» **Written request**: Arrange all of the records below as a two-column CSV with the header columns "request" and "answer", one row per request. Put each text in a single quoted field, and replace its line breaks with spaces.

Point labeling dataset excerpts
== == ==
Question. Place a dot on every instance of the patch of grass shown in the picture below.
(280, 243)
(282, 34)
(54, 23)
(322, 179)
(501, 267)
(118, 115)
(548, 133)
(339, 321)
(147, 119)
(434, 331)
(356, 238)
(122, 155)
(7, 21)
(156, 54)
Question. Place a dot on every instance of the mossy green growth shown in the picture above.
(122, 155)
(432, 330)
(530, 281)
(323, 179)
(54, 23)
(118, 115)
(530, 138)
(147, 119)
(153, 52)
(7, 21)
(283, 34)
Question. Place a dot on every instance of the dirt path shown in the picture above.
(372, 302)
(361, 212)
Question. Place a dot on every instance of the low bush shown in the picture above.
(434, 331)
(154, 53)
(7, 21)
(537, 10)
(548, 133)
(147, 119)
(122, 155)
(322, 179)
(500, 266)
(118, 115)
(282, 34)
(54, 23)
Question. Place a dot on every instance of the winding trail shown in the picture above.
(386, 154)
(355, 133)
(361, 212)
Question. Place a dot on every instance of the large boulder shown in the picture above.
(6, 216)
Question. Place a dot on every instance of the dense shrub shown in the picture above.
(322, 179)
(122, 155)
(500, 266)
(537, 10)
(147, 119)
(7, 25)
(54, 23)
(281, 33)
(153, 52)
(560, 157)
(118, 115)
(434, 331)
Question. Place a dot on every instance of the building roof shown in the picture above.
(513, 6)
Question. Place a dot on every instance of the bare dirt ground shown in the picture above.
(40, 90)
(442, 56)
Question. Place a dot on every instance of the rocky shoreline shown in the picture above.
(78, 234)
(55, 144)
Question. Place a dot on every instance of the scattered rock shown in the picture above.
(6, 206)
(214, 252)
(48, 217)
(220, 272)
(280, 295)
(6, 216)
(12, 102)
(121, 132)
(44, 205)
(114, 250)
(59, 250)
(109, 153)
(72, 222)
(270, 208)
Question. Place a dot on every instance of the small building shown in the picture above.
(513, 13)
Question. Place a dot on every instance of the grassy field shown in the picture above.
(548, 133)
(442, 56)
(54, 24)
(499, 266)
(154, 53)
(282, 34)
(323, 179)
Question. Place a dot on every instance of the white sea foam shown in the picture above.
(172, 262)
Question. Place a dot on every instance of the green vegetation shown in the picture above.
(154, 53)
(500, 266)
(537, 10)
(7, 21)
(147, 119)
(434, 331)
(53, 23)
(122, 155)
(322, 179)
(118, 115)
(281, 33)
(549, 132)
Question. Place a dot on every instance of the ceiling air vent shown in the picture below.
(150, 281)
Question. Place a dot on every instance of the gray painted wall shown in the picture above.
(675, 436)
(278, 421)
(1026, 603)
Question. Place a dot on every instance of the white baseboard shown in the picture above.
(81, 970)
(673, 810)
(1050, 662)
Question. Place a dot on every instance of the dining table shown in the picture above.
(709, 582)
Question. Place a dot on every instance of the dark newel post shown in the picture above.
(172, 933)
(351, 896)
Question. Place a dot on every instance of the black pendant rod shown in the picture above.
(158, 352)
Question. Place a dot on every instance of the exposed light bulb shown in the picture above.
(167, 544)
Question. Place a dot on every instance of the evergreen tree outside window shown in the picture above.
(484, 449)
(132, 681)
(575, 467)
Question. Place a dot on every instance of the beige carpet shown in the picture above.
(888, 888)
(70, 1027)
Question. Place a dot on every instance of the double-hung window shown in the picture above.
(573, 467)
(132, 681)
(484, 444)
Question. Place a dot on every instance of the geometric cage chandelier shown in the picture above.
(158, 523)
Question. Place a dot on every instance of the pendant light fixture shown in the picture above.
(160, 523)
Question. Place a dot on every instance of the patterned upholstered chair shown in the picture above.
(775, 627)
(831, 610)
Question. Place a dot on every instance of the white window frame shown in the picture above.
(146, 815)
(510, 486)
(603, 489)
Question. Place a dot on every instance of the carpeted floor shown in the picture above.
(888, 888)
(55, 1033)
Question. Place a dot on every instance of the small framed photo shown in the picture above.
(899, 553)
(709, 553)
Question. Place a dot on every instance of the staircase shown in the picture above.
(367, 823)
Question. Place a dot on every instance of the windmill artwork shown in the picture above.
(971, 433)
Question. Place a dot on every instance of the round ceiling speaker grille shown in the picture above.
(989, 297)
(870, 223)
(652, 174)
== == ==
» **Result of the exercise**:
request,answer
"Question. Place a dot on every instance of the patch of grass shown in the picture below.","(280, 243) (282, 34) (54, 23) (322, 179) (501, 267) (118, 115) (548, 133) (339, 321) (147, 119) (434, 331) (356, 238) (122, 155) (7, 21) (156, 54)"
"Question. Place a dot on every instance of the mossy green growth shown in the picture above.","(122, 155) (432, 330) (530, 281) (323, 179) (54, 23) (118, 115) (530, 138) (147, 119) (153, 52) (7, 21) (283, 34)"
"Question. Place a dot on every instance of the dirt path shown in the picture above.","(372, 302) (361, 212)"
"Question. Place a dot on every instance of the low bush shown in the picture above.","(434, 331) (154, 53) (7, 21) (537, 10) (548, 133) (147, 119) (122, 155) (322, 179) (500, 266) (118, 115) (282, 34) (54, 23)"
"Question. Place a dot on every instance of the winding trail shown in the picture above.","(386, 154) (355, 133) (361, 212)"
"Question. Place a dot on every instance of the large boulder shown in the picture above.","(6, 216)"
"Question. Place a dot on every instance of the dense shrub shown in the picture above.","(322, 179) (122, 155) (500, 266) (537, 10) (147, 119) (7, 25) (54, 23) (281, 33) (153, 52) (560, 157) (118, 115) (434, 331)"
"Question. Place a dot on every instance of the building roof shown in the picture above.","(513, 6)"
"Question. Place a dot on every instance of the bare dirt ground shown in the picture above.","(40, 90) (442, 56)"
"Question. Place a dot on every instance of the rocky shoreline shown in the picture above.","(78, 234) (55, 144)"
"Question. Place a dot on every instance of the scattered rock shown in the picture above.","(6, 206) (214, 252) (48, 217) (220, 272) (280, 295) (6, 216) (12, 102) (121, 132) (44, 205) (114, 250) (59, 250) (109, 153) (72, 222) (270, 208)"
"Question. Place a dot on every instance of the small building shown in the picture above.","(513, 13)"
"Question. Place a dot on every instance of the grassy field shown in the picture above.","(548, 133) (442, 56) (54, 24) (499, 266) (154, 53) (282, 34) (323, 179)"
"Question. Place a dot on every instance of the white sea foam shown in the picture above.","(172, 262)"
"Question. Place a dot on every instance of the green vegetation shown in the picture above.","(154, 53) (500, 266) (537, 10) (7, 21) (147, 119) (434, 331) (53, 23) (122, 155) (322, 179) (118, 115) (281, 33) (549, 132)"
"Question. Place a dot on every instance of the ceiling air vent shown in the picture below.","(150, 281)"
"Question. Place a dot on every instance of the gray painted wall shown in the picture above.","(675, 436) (278, 421) (1026, 603)"
"Question. Place a dot on every instance of the white baseboard shown in the picture above.","(81, 970) (673, 810) (1050, 662)"
"Question. Place a dot on every instance of the dining table shown in the picture above.","(709, 582)"
"Question. Place a dot on every instance of the dark newel post shown in the picture above.","(172, 933) (351, 896)"
"Question. Place a dot on every instance of the black pendant rod shown in the picture above.","(158, 352)"
"Question. Place a dot on every instance of the exposed light bulb shown in the picture above.","(167, 544)"
"Question. Place a dot on every instance of the evergreen tree outside window shown in the picture above.","(484, 449) (132, 681) (575, 467)"
"Question. Place a dot on every instance of the beige carpet shown in the picture above.","(888, 888) (70, 1027)"
"Question. Place a dot on every instance of the double-hung window shown in the picture above.","(573, 467) (132, 681) (484, 444)"
"Question. Place a dot on every instance of the geometric cage chandelier shown in the picture above.","(158, 523)"
"Question. Place a dot on every instance of the pendant light fixture shown in the picture above.","(160, 523)"
"Question. Place a dot on every instance of the patterned upholstered chair shown in the picture above.","(775, 627) (831, 610)"
"Question. Place a dot on every instance of the white window frame shown in the picture above.","(146, 815) (510, 486) (603, 489)"
"Question. Place a dot on every instance of the carpeted floor shown in the picture above.","(888, 888) (55, 1033)"
"Question. Place a dot on every instance of the small framed photo shown in the picture above.","(899, 553) (709, 553)"
"Question. Place a dot on every instance of the staircase shown in the picture above.","(367, 823)"
"Question. Place a dot on every instance of the windmill artwork shown in the picture above.","(971, 433)"
"Question. Place a dot on every instance of the round ceiling speaker grille shown in the picture above.","(989, 297) (870, 223) (652, 174)"